Your goal:
Turn every line of the entries below into a numbered list, skipping any blank lines and omitting the pictures.

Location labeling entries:

------------------------------------------------------------

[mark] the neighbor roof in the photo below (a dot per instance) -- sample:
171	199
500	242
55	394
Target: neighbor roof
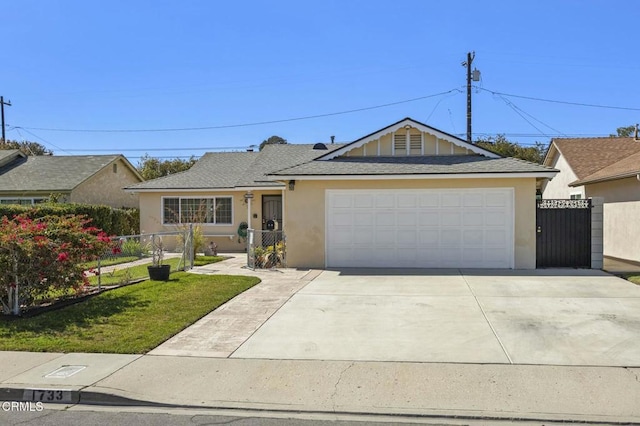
418	165
596	158
52	173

------------------------------------------------------------

Output for this exercise:
1. [mark] the neighbor roof in the photo below (a dot per instance) -- sample:
2. 171	199
3. 500	242
4. 55	394
5. Target: neighbor roof
6. 418	165
7. 596	158
8. 52	173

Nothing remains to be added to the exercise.